> **OBIETTIVO**
Per favore, riporta i record come CSV a due colonne, testo ed esito, con una riga per ogni testo e il relativo esito, ciascuno in un solo campo tra virgolette e con gli a capo sostituiti da spazi. Parti dall'inizio dei record e fermati dopo la riga che contiene "x=326, y=107", includendola.

> **INSIEME DI RECORD**
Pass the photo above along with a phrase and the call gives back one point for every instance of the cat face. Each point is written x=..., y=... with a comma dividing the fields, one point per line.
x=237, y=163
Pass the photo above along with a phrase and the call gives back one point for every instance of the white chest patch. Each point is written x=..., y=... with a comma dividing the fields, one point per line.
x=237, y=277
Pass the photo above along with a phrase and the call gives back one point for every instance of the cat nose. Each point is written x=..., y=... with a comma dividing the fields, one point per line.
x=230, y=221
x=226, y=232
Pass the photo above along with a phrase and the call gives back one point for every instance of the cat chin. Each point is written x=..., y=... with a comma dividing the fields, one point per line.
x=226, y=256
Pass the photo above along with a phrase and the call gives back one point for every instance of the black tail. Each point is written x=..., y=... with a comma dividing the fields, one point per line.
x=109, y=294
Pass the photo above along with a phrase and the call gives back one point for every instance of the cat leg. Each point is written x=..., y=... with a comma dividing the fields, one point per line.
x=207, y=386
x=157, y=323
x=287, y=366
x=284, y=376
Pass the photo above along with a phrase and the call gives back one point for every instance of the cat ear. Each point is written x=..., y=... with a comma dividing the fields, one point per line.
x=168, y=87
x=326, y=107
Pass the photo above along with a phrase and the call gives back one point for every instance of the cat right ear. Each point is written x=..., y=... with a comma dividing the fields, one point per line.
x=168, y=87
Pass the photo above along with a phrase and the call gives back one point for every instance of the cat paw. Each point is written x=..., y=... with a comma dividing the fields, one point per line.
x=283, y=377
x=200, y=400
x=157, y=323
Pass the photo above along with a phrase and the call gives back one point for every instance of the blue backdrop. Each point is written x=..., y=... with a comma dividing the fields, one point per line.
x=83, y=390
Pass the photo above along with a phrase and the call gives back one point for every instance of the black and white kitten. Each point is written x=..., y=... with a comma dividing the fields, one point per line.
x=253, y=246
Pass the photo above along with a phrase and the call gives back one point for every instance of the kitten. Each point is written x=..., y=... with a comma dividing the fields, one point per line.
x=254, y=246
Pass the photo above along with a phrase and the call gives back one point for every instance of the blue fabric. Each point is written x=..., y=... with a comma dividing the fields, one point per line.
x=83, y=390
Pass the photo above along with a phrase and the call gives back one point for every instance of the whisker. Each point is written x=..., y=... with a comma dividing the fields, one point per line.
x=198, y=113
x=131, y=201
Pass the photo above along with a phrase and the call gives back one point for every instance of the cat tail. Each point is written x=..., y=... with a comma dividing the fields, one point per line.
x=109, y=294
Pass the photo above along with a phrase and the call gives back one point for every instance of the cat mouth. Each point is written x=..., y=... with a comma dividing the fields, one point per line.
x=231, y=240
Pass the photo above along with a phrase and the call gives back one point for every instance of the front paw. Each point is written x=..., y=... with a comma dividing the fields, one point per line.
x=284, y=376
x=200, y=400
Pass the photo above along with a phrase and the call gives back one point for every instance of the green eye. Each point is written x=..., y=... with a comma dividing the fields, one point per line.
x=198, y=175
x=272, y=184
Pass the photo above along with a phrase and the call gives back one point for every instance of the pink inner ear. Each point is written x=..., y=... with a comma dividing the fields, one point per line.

> **RISPOSTA**
testo,esito
"Pass the photo above along with a phrase and the call gives back one point for every instance of the cat face. Each point is written x=..., y=... with a comma dividing the fields, one point per line.","x=237, y=163"
"Pass the photo above along with a phrase and the call gives back one point for every instance of the white chest patch. Each point is written x=..., y=... with a comma dividing the fields, one point per line.","x=237, y=277"
"Pass the photo above along with a phrase and the call gives back one point for every instance of the cat nose. Each point is written x=..., y=... with a comma dividing the fields, one point per line.","x=230, y=221 x=226, y=232"
"Pass the photo above along with a phrase and the call gives back one point for every instance of the cat chin. Each point is written x=..., y=... with a comma dividing the fields, one point per line.","x=226, y=256"
"Pass the photo above along with a phrase and the call gives back one point for every instance of the black tail. Each point is written x=..., y=... with a comma dividing the fields, one point per line.","x=109, y=294"
"Pass the photo above along with a phrase and the call gives back one point for every instance of the cat leg. Each point is written x=..., y=... with a comma dividing the fields, one point per line.","x=207, y=386 x=157, y=323 x=287, y=366 x=284, y=376"
"Pass the photo above along with a phrase and the call gives back one point for every instance of the cat ear. Each point is written x=..., y=... with a comma dividing the fields, one point per line.","x=168, y=87 x=326, y=107"